WRITTEN PROBLEM: Can you retype each line of the data below exactly as it appears, keeping every character and line break unchanged?

INPUT DATA:
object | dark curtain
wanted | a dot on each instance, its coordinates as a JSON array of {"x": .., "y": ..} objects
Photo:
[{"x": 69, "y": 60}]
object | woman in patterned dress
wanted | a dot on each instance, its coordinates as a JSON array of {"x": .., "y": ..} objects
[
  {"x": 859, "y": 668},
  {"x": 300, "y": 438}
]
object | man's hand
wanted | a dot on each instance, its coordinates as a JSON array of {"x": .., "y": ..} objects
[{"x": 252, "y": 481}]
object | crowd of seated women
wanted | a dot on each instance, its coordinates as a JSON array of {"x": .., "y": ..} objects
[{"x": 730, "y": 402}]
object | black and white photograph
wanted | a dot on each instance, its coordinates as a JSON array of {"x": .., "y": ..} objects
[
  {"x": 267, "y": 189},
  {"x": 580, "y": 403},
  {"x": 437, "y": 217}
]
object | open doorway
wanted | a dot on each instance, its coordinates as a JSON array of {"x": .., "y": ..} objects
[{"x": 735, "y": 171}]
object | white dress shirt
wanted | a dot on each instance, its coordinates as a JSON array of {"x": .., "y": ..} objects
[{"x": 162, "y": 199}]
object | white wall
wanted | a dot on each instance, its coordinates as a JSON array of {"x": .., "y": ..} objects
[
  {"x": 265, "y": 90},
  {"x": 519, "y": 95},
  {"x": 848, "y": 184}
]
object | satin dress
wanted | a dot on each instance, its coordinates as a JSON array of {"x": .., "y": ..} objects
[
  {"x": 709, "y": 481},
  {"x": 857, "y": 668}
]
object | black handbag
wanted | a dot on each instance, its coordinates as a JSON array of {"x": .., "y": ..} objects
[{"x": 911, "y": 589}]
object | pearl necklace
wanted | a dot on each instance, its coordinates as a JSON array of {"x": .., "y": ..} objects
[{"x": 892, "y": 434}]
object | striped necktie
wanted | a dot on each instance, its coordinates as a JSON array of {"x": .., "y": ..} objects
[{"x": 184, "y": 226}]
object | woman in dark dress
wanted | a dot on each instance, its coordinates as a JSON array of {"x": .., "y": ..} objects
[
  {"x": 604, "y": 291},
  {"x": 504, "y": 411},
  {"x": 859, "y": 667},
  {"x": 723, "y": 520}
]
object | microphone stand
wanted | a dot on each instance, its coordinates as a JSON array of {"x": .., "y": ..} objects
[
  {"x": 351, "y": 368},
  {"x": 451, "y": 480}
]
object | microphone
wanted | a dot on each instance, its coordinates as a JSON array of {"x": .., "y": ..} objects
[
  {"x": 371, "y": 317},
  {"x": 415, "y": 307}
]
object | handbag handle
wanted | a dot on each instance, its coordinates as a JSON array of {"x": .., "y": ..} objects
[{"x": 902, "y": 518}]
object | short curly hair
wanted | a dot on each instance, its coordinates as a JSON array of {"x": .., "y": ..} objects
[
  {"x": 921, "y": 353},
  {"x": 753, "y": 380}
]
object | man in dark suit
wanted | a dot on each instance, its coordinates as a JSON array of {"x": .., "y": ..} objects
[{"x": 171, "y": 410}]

ANSWER TO THE PROBLEM:
object | dark curtain
wanted | a dot on each instance, its coordinates as a JSON array of {"x": .., "y": ..} objects
Photo:
[{"x": 69, "y": 60}]
object | woman in patterned dress
wanted | a dot on each instance, its coordinates as a JSON array of {"x": .., "y": ..} objects
[
  {"x": 859, "y": 668},
  {"x": 300, "y": 438}
]
object | man's hand
wanted | a dot on each instance, its coordinates as a JSON array of {"x": .., "y": ..} objects
[{"x": 252, "y": 481}]
object | crowd of seated women
wanted | a dot on each instance, its coordinates as a JSON array of {"x": .., "y": ..} objects
[{"x": 730, "y": 402}]
object | black and white photograph
wanted | a dot on each instance, its coordinates as a JSON array of {"x": .., "y": ..} objects
[
  {"x": 267, "y": 189},
  {"x": 580, "y": 403},
  {"x": 437, "y": 217}
]
object | open doorway
wanted | a dot on each instance, its coordinates as a JSON array of {"x": .., "y": ..} objects
[{"x": 735, "y": 171}]
object | white dress shirt
wanted | a dot on each instance, its coordinates as a JSON array of {"x": .., "y": ..} objects
[{"x": 162, "y": 199}]
object | white wall
wanted | a dot on each instance, its coordinates as a JSON array of {"x": .., "y": ..} objects
[
  {"x": 265, "y": 90},
  {"x": 519, "y": 95},
  {"x": 848, "y": 184}
]
object | satin dress
wanted | a dot on each instance, its coordinates as a JSON array of {"x": .., "y": ..} objects
[
  {"x": 709, "y": 481},
  {"x": 857, "y": 668}
]
object | black handbag
wanted | a dot on each instance, its coordinates as a JSON array of {"x": .., "y": ..} objects
[{"x": 911, "y": 589}]
object | pearl necklace
wanted | a dot on each instance, its coordinates as a JSON array of {"x": .., "y": ..} objects
[{"x": 892, "y": 434}]
object | striped necktie
wanted | a dot on each instance, its coordinates as a JSON array of {"x": .., "y": ..} objects
[{"x": 184, "y": 226}]
object | woman in dark dress
wanted | a dot on each instance, its coordinates as a JSON array of {"x": .., "y": ..} objects
[
  {"x": 604, "y": 291},
  {"x": 504, "y": 411},
  {"x": 859, "y": 667},
  {"x": 723, "y": 520}
]
object | microphone stand
wanted | a dot on each instance, its coordinates as a JSON array of {"x": .., "y": ..} objects
[
  {"x": 351, "y": 368},
  {"x": 451, "y": 480}
]
object | microphone
wanted | a dot on each instance, its coordinates as a JSON array of {"x": .., "y": ..} objects
[
  {"x": 371, "y": 317},
  {"x": 415, "y": 307}
]
object | handbag handle
wanted | a dot on each instance, its coordinates as a JSON array of {"x": .., "y": ..} objects
[{"x": 902, "y": 518}]
object | short curly hair
wanted | a dot on each instance, its coordinates as a JSON array of {"x": .., "y": ..} objects
[
  {"x": 921, "y": 353},
  {"x": 753, "y": 380}
]
object | man in dark suit
wanted | a dot on each instance, its coordinates as a JSON array of {"x": .., "y": ..} objects
[{"x": 171, "y": 410}]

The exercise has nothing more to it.